Brief: Rescale the data below by multiplying every point coordinate in the answers by 0.3 and rounding to the nearest whole number, with halves rounded up. Reproduce all the lines, including the requests and their sample coordinates unchanged, but leave out the pictures.

______________________________

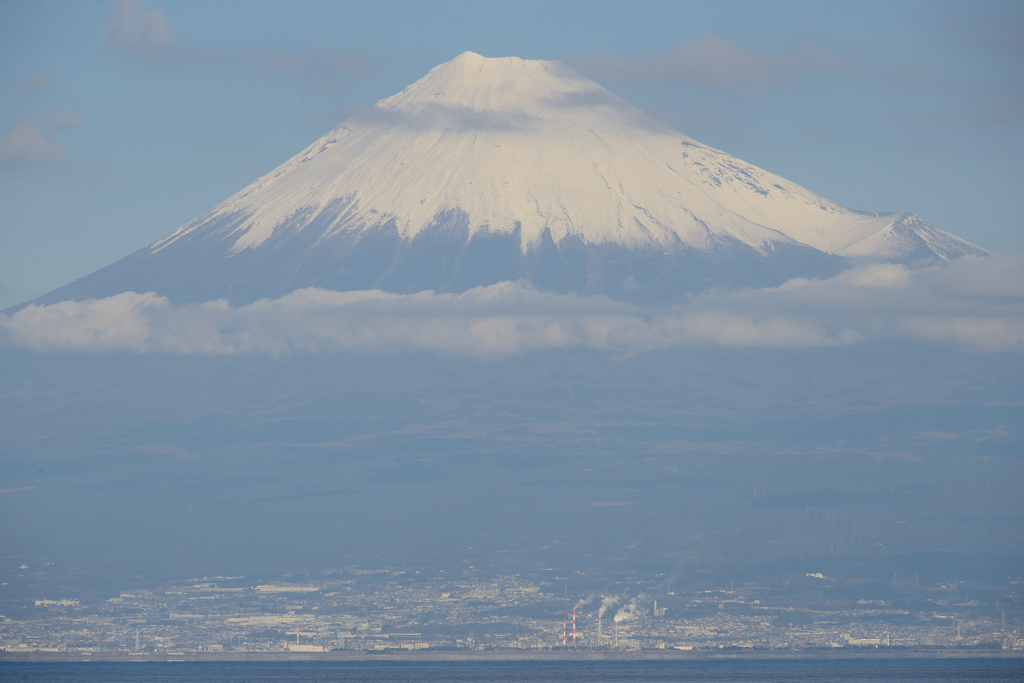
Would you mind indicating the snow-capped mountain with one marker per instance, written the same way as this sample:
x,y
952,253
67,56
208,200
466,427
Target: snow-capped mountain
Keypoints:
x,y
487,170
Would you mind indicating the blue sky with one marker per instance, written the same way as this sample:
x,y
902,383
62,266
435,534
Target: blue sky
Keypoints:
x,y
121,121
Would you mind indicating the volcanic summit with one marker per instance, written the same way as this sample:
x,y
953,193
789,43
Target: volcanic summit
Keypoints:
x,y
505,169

______________________________

Solution:
Would you mind indicating the snow-capped mountain with one marker per instance, written the same way as this sample:
x,y
952,253
67,56
208,200
466,427
Target: snow-capped mountain
Keypoints:
x,y
146,51
Would you mind indicating the blue sky with one marker per instance, written the same way as this sample:
x,y
902,383
62,266
435,534
Target: blue sky
Keypoints:
x,y
36,36
Would you mind indicating the volcanic summit with one marker per instance, written the same way as this sample:
x,y
953,193
789,43
Target: volcanic summit
Keypoints:
x,y
152,51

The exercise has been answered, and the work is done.